[Point localization data]
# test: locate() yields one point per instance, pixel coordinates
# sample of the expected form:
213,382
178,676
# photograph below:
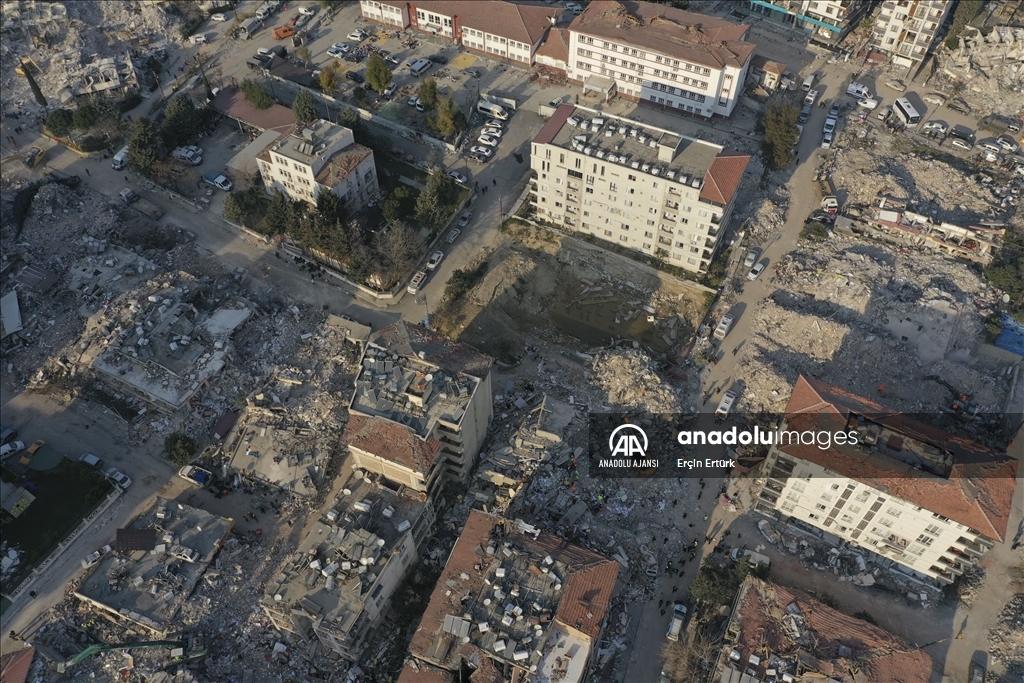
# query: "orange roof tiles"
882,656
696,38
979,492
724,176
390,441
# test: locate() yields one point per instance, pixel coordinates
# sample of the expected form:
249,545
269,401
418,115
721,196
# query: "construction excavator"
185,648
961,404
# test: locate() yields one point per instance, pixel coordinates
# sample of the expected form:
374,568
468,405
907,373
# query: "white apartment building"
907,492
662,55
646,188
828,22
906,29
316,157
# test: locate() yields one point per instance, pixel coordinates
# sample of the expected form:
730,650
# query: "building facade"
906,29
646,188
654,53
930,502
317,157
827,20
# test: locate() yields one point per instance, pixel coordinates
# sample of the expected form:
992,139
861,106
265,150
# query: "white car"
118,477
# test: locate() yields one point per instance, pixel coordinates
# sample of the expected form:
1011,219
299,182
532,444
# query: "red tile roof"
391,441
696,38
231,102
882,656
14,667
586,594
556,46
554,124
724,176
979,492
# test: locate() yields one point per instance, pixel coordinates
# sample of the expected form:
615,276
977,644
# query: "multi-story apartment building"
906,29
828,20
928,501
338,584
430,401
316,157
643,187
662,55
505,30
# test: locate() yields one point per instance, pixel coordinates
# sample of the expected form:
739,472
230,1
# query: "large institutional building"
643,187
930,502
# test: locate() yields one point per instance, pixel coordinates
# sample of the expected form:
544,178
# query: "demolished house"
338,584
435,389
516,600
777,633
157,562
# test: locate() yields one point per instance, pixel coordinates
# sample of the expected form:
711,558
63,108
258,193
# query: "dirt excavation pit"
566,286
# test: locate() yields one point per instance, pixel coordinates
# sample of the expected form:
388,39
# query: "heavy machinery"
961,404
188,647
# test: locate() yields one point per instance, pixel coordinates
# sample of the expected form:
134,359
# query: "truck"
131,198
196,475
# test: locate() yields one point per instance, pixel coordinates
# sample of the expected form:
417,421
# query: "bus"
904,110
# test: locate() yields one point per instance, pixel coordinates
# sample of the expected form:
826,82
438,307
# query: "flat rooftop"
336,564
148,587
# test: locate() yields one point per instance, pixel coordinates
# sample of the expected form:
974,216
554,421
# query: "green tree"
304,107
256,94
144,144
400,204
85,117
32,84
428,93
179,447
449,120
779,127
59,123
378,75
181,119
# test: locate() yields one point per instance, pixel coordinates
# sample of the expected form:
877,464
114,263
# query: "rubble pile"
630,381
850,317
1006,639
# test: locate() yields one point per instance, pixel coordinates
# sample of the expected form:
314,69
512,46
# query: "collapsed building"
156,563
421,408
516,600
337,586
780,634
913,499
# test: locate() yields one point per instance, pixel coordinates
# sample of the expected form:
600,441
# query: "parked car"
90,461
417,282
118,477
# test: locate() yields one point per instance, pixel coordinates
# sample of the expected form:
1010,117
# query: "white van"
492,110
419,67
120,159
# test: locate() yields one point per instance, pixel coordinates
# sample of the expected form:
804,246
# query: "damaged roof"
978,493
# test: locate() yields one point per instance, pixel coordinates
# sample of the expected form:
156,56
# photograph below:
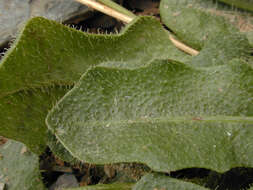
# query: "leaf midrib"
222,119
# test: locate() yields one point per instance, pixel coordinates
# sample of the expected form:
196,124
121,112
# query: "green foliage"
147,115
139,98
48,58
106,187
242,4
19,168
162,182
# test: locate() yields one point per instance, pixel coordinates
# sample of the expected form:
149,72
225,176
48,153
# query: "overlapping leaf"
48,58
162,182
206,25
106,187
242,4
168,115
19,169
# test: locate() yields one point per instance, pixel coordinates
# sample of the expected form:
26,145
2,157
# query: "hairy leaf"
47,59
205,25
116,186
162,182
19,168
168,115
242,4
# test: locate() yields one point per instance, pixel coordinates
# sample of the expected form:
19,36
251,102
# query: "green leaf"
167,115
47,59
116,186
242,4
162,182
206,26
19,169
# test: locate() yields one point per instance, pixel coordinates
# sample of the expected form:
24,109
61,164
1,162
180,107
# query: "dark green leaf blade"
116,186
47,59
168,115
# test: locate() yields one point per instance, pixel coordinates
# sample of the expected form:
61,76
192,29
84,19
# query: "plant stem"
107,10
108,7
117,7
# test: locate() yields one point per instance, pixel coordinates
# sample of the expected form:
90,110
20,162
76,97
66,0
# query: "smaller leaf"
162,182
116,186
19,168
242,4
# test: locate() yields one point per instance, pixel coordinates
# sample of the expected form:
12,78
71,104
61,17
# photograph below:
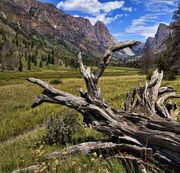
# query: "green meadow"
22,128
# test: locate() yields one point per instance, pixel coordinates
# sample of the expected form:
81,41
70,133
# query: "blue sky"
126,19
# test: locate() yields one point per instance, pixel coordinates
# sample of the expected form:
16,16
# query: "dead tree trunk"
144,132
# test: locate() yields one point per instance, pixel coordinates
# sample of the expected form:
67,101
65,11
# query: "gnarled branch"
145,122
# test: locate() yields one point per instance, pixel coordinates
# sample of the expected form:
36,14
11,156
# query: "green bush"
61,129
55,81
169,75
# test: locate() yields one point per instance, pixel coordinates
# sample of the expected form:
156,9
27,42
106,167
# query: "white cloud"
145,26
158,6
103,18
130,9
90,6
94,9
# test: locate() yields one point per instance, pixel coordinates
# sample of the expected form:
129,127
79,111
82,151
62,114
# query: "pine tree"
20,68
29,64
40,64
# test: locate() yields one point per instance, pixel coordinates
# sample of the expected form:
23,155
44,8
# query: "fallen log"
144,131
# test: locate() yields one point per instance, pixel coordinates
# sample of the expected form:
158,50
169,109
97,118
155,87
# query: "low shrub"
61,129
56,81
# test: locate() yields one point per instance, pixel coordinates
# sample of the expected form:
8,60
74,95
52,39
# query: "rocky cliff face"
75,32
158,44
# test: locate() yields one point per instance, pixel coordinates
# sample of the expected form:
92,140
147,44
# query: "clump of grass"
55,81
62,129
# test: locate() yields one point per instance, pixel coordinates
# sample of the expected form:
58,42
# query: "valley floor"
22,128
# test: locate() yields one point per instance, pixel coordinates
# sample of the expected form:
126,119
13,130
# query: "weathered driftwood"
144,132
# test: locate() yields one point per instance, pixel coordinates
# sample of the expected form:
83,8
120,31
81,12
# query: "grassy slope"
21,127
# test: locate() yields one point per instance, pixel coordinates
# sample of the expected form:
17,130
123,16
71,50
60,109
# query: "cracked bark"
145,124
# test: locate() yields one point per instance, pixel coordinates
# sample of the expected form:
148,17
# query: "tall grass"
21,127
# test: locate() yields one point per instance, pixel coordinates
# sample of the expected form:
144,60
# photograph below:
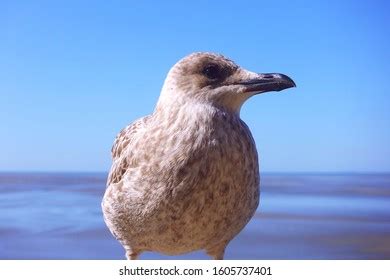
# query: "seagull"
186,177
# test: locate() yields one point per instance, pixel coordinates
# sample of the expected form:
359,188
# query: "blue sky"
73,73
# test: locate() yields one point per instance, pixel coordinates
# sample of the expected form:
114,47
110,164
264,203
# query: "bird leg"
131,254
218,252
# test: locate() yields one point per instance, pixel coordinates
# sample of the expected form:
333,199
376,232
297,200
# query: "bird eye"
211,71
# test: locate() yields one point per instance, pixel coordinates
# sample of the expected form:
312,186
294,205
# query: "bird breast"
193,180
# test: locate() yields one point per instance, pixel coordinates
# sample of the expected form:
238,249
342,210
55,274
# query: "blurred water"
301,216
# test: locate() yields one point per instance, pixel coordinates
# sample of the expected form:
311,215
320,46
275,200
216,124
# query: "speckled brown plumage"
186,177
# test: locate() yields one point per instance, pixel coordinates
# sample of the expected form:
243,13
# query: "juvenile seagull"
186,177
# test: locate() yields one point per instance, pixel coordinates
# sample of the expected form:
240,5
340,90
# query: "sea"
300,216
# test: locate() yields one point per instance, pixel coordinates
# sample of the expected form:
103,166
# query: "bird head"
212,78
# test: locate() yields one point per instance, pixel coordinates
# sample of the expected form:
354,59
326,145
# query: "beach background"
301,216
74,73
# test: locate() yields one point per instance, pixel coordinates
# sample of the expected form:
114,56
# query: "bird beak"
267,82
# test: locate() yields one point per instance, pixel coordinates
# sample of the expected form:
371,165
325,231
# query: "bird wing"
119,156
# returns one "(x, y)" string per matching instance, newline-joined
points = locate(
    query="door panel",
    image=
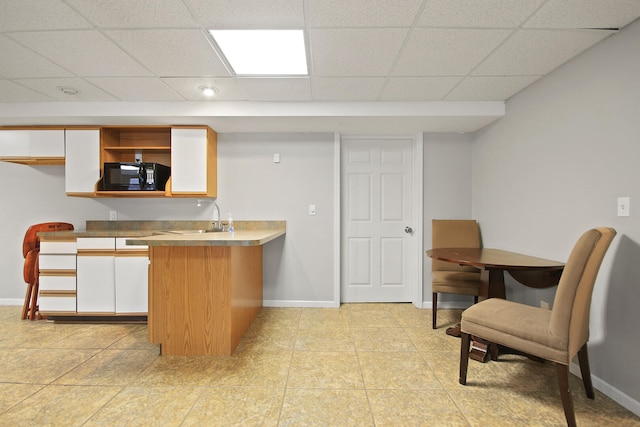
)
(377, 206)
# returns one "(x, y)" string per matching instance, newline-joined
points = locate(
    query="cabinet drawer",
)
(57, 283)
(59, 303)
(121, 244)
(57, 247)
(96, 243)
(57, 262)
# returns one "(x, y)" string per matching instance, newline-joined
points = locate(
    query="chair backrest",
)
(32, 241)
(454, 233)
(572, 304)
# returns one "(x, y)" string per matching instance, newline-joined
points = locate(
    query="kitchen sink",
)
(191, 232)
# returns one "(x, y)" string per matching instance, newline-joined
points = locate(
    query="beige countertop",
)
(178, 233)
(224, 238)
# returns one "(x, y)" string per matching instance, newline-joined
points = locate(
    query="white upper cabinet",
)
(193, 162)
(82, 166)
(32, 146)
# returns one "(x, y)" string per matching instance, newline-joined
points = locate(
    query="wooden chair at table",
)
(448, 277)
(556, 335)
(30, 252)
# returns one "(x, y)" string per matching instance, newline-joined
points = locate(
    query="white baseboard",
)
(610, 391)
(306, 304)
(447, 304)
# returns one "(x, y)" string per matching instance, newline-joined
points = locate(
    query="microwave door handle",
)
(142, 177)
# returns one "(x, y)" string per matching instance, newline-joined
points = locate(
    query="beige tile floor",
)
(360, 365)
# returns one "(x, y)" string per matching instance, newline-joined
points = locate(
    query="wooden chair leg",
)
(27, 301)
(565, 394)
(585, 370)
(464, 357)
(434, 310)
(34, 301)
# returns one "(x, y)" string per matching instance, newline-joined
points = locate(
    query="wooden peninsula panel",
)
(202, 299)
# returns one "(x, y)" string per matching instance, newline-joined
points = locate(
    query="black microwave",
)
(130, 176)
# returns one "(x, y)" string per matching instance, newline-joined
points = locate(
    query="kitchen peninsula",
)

**Task requirements:**
Across the data, find each line that has "door" in it and copy that line.

**Completed task:**
    query="door panel",
    query="microwave door handle",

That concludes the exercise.